Assignment A: Reproduce word for word the passage of the Langer Heinrich mine article that runs from "Paladin Energy Ltd." up to and including "and the U.S.".
Assignment B: Pick up the article about Paladin's Langer Heinrich uranium mine after its last sentence and keep writing it.

Text shown:
Paladin Energy Ltd. (PDN) said it’s frozen plans to invest in a new processing plant at its Langer Heinrich uranium mine in Namibia after the price of the nuclear fuel fell below the level needed to justify the spending.
“With current pricing it’s not economic to start new investments, we need at least a price of $70 a pound of uranium,” Langer Heinrich Managing Director Simon Solomons said in an interview yesterday at the mine, situated 80 kilometers (50 miles) north-west of Swakopmund in the south-west African country.
The new plant would have been part of an expansion aimed at raising output to 8.5 million pounds of uranium oxide a year. The facility now has capacity of about 5.2 million pounds a year, sold to three converters in France, Canada and the U.S.
Plans for the new processing plant may be reconsidered in about two years, Solomons said. Banks are unwilling to bet on a recovery in uranium prices after they fell to about $34 per pound following the Fukushima nuclear plant shutdown in Japan three years ago, he said.

Data for analysis:

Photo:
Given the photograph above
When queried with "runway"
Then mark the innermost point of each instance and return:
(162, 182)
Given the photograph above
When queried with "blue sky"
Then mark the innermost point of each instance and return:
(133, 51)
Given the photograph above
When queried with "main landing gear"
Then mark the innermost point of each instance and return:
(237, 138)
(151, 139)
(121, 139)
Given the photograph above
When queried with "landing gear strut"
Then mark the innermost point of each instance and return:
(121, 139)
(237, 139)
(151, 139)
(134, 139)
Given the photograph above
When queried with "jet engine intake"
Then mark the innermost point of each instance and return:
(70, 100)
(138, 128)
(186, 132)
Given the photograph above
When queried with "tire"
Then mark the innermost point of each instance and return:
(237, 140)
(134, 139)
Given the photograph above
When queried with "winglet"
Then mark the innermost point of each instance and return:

Answer section A:
Paladin Energy Ltd. (PDN) said it’s frozen plans to invest in a new processing plant at its Langer Heinrich uranium mine in Namibia after the price of the nuclear fuel fell below the level needed to justify the spending.
“With current pricing it’s not economic to start new investments, we need at least a price of $70 a pound of uranium,” Langer Heinrich Managing Director Simon Solomons said in an interview yesterday at the mine, situated 80 kilometers (50 miles) north-west of Swakopmund in the south-west African country.
The new plant would have been part of an expansion aimed at raising output to 8.5 million pounds of uranium oxide a year. The facility now has capacity of about 5.2 million pounds a year, sold to three converters in France, Canada and the U.S.

Answer section B:
“The biggest strain on producers right now is not so much the current situation but the future movement of the price,” Solomons said. “The expectation is that the price goes up but whether it goes up to above $70 nobody knows. The price is unlikely to turn around until Japan makes a firm commitment on how many reactors it’s going to bring back.”
Paladin, based in Subiaco, Australia, is in the process of selling a 25 percent stake in the Namibian mine to China Nuclear National Corp. for $190 million. The Chinese state-owned operator “isn’t going to raise its shareholding in Langer Heinrich but they may be interested in some of our other projects, worldwide,” Solomons said.